▶ [Work instructions] Please transcribe the data exactly as shown, skipping the images.
***** Given data *****
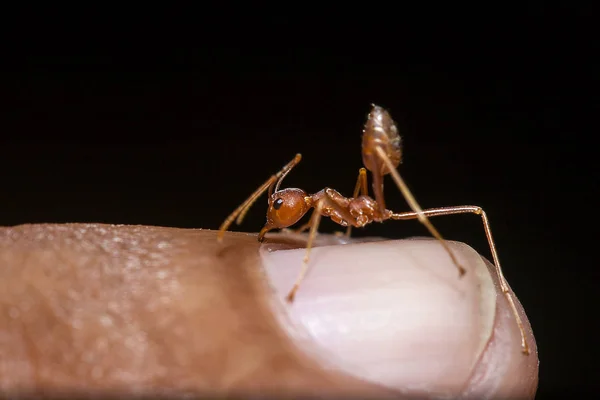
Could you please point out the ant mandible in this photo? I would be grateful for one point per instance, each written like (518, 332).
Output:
(381, 154)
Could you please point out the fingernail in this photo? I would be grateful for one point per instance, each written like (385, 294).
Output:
(394, 313)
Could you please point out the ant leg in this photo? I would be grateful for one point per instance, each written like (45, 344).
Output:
(315, 219)
(434, 212)
(362, 188)
(241, 211)
(412, 202)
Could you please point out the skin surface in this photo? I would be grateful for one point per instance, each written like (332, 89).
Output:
(139, 310)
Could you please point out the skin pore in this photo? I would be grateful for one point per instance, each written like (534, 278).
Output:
(113, 309)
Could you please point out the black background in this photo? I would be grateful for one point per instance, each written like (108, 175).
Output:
(173, 119)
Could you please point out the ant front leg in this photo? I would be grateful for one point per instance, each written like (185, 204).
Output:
(327, 202)
(435, 212)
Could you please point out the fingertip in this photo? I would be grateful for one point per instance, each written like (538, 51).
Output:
(392, 312)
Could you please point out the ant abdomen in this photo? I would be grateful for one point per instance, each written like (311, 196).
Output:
(380, 131)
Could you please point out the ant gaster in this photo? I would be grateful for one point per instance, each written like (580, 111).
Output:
(381, 154)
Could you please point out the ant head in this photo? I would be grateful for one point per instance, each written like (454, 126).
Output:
(286, 207)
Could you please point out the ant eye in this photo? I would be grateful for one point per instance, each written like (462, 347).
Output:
(278, 203)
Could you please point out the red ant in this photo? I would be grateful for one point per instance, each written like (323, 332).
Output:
(381, 154)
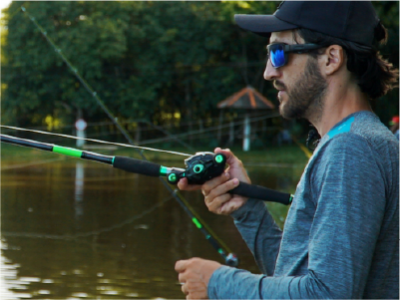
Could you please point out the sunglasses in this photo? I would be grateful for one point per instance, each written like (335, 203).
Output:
(278, 52)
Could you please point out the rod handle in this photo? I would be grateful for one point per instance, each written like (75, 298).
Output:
(137, 166)
(261, 193)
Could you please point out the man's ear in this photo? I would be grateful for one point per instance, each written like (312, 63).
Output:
(333, 59)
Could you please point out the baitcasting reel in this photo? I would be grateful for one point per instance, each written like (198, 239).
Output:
(200, 168)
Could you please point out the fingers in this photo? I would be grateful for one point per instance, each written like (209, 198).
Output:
(218, 196)
(213, 183)
(180, 266)
(183, 185)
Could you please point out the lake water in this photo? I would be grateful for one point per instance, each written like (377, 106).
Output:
(72, 229)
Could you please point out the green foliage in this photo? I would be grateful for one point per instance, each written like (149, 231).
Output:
(144, 58)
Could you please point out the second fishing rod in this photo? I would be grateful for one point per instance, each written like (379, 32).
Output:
(200, 168)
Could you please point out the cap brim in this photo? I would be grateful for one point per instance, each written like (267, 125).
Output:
(262, 24)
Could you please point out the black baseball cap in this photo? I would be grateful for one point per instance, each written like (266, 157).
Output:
(351, 20)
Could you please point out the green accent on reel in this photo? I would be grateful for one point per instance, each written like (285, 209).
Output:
(67, 151)
(198, 168)
(197, 223)
(219, 158)
(172, 177)
(163, 171)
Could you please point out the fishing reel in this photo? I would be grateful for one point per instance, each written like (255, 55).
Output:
(200, 168)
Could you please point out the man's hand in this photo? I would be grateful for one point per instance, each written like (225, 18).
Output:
(194, 274)
(216, 191)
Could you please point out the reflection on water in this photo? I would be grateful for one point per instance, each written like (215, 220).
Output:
(81, 230)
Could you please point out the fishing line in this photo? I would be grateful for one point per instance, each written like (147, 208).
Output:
(94, 140)
(225, 252)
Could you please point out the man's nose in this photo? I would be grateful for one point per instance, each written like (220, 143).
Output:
(270, 72)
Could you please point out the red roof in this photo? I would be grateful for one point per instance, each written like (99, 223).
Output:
(247, 98)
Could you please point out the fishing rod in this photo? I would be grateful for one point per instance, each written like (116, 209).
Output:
(200, 168)
(223, 250)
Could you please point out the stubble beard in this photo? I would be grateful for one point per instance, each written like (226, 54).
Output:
(305, 99)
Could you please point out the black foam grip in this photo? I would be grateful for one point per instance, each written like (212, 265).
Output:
(137, 166)
(261, 193)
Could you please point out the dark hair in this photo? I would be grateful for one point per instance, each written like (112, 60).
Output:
(375, 75)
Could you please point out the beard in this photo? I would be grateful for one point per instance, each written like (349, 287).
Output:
(305, 99)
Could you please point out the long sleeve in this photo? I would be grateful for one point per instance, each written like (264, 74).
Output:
(343, 194)
(260, 232)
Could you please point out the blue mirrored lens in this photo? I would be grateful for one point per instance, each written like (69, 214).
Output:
(277, 57)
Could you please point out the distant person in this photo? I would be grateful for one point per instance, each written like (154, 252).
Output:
(341, 238)
(395, 126)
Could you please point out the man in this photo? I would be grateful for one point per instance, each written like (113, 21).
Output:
(341, 238)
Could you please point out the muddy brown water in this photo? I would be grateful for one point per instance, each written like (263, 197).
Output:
(81, 230)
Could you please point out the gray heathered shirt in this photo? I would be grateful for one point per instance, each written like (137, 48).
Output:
(342, 234)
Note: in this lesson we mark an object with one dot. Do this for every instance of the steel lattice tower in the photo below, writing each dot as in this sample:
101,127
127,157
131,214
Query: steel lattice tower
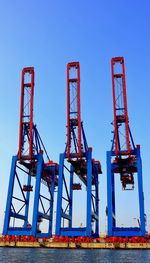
76,163
124,158
32,180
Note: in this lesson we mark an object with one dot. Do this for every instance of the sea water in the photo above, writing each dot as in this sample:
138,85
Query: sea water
43,255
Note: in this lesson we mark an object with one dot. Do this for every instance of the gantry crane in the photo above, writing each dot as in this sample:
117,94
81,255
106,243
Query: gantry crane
124,159
76,163
32,180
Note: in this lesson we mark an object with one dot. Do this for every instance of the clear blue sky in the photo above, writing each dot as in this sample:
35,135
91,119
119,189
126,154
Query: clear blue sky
49,34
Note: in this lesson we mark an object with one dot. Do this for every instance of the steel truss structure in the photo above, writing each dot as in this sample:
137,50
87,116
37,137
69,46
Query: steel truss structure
76,163
32,180
124,158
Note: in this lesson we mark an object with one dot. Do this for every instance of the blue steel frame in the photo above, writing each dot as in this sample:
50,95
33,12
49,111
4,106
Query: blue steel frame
76,161
29,163
124,159
12,212
92,201
113,230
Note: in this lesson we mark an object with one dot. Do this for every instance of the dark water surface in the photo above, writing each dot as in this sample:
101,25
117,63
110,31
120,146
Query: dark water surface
31,255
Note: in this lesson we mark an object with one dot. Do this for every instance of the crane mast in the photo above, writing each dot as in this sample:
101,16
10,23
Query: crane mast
124,159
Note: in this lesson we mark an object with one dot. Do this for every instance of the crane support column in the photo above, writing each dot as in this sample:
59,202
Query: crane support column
*****
▶ [Reply to the task]
Could you please point out the ant mandible in this photo? I would be grateful for one point per instance, each written like (518, 332).
Output:
(381, 154)
Could you please point out the fingernail in this photo? I would be grateful for one point per instance, each written like (385, 294).
Output:
(394, 313)
Could you please point out the ant leg in this photo? I would be grateful for one point per instance, each written like (45, 344).
Output:
(315, 219)
(434, 212)
(362, 188)
(241, 211)
(412, 202)
Could you please point out the skin surface in this photo? I would be grateful for one point per instance, each written like (332, 89).
Output:
(139, 310)
Could you please point out the skin pore in this photo? I would be grateful for one point per instance, each written like (534, 278).
Output:
(113, 309)
Could you please point out the black background in this photo? I would be grateful for one point per instance, each written like (108, 175).
Output:
(173, 119)
Could you please point out the ant front leg in this photo? I would be grateful for one point per instance, each written like (185, 204).
Output:
(327, 202)
(435, 212)
Could you please point out the fingertip in this photo? I would be grateful for one point per instance, each written like (538, 51).
Output:
(392, 312)
Could you please point out the ant abdomen in this photo? I would be grateful for one point per instance, each written like (311, 196).
Output:
(380, 131)
Could you please point out the ant gaster in this photo? I would be grateful for one point per instance, each written like (580, 111).
Output:
(381, 154)
Could you please point out the ant head in this photo? I would be grateful for one point per instance, each written like (454, 126).
Output:
(286, 207)
Could you please point out the ant eye in this photo? I would be grateful for one point per instance, each written like (462, 347).
Output:
(278, 203)
Could you please point out the red ant in this photo? I would be grateful for one point per instance, each written like (323, 332).
Output:
(381, 154)
Could you please point out the sunglasses in this photo? I would be grateful for one point per instance, each written like (335, 203).
Output:
(278, 52)
Could you please point out the rod handle in this photo? I would be grateful for one point per instance, each written like (75, 298).
Output:
(137, 166)
(261, 193)
Could you please point out the man's ear in this photo? I would be grateful for one point per instance, each written like (312, 63).
Output:
(333, 59)
Could you please point out the baitcasting reel in this photo? I would be grateful for one point per instance, each written like (198, 239).
Output:
(200, 168)
Could you please point out the fingers in this photo? I would be grateful for one point per instance, each written like (209, 198).
Output:
(218, 196)
(213, 183)
(180, 266)
(183, 185)
Could you please point out the lake water in this photo? I would be grateful for one point per instance, each written like (377, 106).
Output:
(72, 229)
Could you please point out the green foliage in this photo? I would be grateful for one point per instance, each written like (149, 231).
Output:
(144, 58)
Could you please point out the second fishing rod in this photo? I would be grateful for one point per instance, each written like (379, 32).
Output:
(200, 168)
Could you please point out the cap brim in this photo? I would be grateful for one point per instance, each written like (267, 125).
Output:
(262, 24)
Could you please point out the black baseball cap in this photo? I would be grateful for one point per instance, each written like (266, 157).
Output:
(351, 20)
Could you please point out the green accent on reel in this photo? I would be grateful for one point per instance, each written like (285, 209).
Output:
(67, 151)
(198, 168)
(197, 223)
(219, 158)
(172, 177)
(163, 171)
Could you please point out the fishing reel in this photo? I would be grateful for one point per instance, each written like (255, 55).
Output:
(200, 168)
Could you please point out the man's hand in this photo? I would be grateful for one point per instance, each written like (225, 18).
Output:
(194, 274)
(216, 191)
Could you please point out the reflection on water in this photo? I would be grateful for one point per instance, each written like (215, 220).
Output:
(81, 230)
Could you please point out the fishing line in this photo? I would be grateful for one point per instance, each written like (147, 208).
Output:
(94, 140)
(225, 252)
Could you please point out the man's nose in this photo? I would be grateful for one point per instance, each written like (220, 143).
Output:
(270, 72)
Could you please point out the red roof in this photo? I would be grateful for one point per instance, each written like (99, 223).
Output:
(247, 98)
Could you please point out the fishing rod in this photo? I would be grateful for one point per instance, each written like (116, 209).
Output:
(200, 168)
(223, 250)
Could you please point out the stubble beard in this photo? I would be grateful for one point per instance, each written like (226, 54).
Output:
(305, 99)
Could you please point out the black foam grip in this photo? I would be grateful for one point per instance, each written like (212, 265).
Output:
(137, 166)
(261, 193)
Could you please point out the dark hair in this photo? I would be grateful for one point per instance, each written like (112, 60).
Output:
(375, 75)
Could you please point out the beard in this photo? I would be grateful for one point per instance, each written like (349, 287).
Output:
(305, 99)
Could you please point out the long sleeve in this photo? I would be grateful for one point per instance, each written like (264, 74).
Output:
(343, 194)
(260, 232)
Could you please point out the blue mirrored lens in this photo? I would be grateful for one point per instance, each written like (69, 214).
Output:
(277, 57)
Could you please point out the distant person in this photo? I would be grateful for one point per instance, each written like (154, 252).
Output:
(341, 238)
(395, 126)
Could you please point out the man in this photo? I would be grateful for one point per instance, each written like (113, 21).
Output:
(341, 238)
Could you please point out the muddy brown water in this photo? I would be grateful for one point per instance, each written like (263, 197).
Output:
(81, 230)
Could you please point out the gray heathered shirt in this photo? I would be grateful for one point per instance, each written like (137, 48).
Output:
(342, 234)
Note: in this lesson we mark an object with one dot. Do this for every instance of the steel lattice tower in the photo below, writing each dot as in this sample:
101,127
127,157
131,214
Query: steel lattice tower
76,163
124,158
32,180
Note: in this lesson we mark an object with one dot. Do this for every instance of the sea water in the photo above, writing each dot as in this sample:
138,85
Query: sea water
43,255
Note: in this lesson we mark an object with one dot. Do this for every instance of the gantry crane in the photo above, writing each dot as in this sample:
117,94
81,255
106,243
Query: gantry crane
124,159
76,163
32,180
Note: in this lesson we mark an object with one dot. Do this for every instance of the clear blue sky in the photo above, writing each dot as in this sample:
35,135
91,119
119,189
126,154
Query: clear blue sky
49,34
Note: in this lesson we mark an object with one dot. Do this for every instance of the steel truss structure in the photo above, writing each dot as in this sample:
137,50
87,116
37,137
69,46
Query: steel truss structure
76,163
32,180
124,158
Note: in this lesson we mark an object with one dot. Do this for every instance of the blue steel frame in the photo above, writing each dot as in this sample:
50,95
33,12
49,111
4,106
Query: blue steel frame
76,161
29,163
124,159
12,212
92,201
113,230
Note: in this lesson we mark an object with one dot. Do this for every instance of the dark water surface in the photo above, writing each dot as in this sample:
101,25
117,63
110,31
120,146
Query: dark water surface
31,255
Note: in this lesson we mark an object with one dot. Do this for every instance of the crane mast in the photo above, writing each dot as in this sample:
101,16
10,23
Query: crane mast
124,159
Note: in this lesson we mark an object with one dot. Do this for every instance of the crane support column in the photo above, writing each dot as in this sample:
59,202
Query: crane support column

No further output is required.